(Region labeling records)
____________________

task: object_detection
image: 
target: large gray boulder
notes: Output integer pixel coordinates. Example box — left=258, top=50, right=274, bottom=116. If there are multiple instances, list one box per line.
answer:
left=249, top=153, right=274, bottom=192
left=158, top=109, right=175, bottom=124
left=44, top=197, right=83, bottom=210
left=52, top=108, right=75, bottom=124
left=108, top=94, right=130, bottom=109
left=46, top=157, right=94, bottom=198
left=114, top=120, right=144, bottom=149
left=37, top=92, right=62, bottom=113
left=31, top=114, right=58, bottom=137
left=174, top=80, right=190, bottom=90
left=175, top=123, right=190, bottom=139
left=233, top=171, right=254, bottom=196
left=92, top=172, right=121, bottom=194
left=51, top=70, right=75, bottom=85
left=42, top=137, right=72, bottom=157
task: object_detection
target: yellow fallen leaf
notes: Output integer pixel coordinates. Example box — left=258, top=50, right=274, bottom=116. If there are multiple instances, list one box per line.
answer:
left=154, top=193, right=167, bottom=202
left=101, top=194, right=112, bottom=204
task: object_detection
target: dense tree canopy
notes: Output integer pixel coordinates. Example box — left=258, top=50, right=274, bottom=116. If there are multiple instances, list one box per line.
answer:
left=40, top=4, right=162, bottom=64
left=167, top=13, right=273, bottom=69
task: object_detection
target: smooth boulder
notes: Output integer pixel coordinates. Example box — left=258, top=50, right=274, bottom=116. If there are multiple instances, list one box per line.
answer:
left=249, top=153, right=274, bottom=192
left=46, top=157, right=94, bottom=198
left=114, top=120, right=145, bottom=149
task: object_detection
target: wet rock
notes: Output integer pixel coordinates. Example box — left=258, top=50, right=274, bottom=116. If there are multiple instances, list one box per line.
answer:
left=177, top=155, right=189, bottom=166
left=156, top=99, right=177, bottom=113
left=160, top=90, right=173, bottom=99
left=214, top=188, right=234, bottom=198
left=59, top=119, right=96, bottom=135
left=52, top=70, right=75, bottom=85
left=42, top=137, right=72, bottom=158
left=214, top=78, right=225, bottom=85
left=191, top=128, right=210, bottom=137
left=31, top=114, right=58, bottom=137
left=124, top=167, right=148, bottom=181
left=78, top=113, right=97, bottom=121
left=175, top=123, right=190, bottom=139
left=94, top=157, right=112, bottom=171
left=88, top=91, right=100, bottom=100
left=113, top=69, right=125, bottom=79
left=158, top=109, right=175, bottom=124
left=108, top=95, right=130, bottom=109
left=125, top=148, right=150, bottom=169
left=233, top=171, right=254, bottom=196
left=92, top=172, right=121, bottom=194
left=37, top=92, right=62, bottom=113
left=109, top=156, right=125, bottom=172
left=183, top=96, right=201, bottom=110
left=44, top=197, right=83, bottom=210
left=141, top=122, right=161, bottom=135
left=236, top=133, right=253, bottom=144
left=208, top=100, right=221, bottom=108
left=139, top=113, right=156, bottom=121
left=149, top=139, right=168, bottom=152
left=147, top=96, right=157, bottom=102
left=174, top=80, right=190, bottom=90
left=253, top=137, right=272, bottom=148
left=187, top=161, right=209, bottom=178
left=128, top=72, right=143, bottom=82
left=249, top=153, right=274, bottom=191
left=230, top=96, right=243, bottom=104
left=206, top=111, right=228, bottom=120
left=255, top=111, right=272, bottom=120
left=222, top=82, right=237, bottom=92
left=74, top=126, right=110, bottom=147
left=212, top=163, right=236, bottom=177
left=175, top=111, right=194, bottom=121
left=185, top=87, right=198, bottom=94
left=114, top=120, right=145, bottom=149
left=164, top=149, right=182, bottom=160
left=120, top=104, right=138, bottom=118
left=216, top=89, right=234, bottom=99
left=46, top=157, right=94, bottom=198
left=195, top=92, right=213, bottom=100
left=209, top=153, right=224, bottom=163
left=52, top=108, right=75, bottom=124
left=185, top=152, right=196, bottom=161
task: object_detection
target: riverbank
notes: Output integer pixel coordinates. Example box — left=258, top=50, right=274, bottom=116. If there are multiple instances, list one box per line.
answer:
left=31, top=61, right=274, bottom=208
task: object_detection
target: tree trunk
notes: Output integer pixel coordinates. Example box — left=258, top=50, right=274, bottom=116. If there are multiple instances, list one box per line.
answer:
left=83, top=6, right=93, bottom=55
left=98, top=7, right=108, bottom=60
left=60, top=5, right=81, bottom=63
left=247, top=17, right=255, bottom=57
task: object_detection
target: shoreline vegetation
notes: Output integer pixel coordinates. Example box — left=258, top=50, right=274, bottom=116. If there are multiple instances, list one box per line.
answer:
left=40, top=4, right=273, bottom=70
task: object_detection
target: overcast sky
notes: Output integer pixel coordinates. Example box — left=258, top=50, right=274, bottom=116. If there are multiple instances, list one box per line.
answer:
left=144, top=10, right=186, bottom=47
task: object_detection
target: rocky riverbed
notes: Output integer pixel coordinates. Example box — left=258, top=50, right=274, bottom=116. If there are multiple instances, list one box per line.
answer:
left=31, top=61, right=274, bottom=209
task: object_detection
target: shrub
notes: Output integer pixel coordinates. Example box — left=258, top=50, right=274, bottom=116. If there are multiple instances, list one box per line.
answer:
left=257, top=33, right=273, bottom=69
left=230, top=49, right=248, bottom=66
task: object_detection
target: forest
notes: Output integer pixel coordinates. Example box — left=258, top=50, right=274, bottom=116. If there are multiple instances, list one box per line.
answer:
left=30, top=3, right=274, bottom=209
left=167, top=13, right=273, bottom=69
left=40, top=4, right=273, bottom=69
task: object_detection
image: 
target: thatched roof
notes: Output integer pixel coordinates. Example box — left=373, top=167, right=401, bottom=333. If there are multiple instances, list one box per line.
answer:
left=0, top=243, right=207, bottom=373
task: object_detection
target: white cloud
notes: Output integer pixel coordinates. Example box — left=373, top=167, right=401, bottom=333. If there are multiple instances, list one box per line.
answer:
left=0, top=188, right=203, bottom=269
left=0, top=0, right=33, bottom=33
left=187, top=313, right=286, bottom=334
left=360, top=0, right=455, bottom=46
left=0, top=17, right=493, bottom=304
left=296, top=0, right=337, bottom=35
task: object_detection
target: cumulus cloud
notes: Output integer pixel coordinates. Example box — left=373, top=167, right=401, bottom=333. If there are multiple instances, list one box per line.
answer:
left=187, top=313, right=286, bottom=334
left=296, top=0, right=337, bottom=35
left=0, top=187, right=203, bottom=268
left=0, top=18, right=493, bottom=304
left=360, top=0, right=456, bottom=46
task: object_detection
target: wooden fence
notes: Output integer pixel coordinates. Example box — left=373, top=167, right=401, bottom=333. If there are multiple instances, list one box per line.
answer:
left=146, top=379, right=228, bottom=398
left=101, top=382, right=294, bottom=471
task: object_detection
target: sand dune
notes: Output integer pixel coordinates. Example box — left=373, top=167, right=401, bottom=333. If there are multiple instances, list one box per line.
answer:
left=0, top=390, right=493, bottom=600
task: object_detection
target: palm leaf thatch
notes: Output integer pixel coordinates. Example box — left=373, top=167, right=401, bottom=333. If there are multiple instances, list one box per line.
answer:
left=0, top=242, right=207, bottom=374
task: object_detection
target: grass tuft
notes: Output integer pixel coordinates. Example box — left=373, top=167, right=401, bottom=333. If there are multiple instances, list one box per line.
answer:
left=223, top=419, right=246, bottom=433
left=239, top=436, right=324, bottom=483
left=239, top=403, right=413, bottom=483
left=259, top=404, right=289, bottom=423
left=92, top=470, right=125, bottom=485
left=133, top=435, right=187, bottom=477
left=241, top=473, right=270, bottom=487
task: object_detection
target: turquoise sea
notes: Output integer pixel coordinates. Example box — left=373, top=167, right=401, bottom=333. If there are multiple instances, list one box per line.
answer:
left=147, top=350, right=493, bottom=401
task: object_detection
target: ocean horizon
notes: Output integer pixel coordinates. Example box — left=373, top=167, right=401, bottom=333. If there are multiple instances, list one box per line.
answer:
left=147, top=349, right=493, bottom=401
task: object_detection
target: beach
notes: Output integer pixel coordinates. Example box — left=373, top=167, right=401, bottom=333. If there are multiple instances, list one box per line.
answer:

____________________

OBJECTIVE: List every line of the material that contains the string "cloud".

CORRECT RESPONSE:
target: white cloud
target: cumulus cloud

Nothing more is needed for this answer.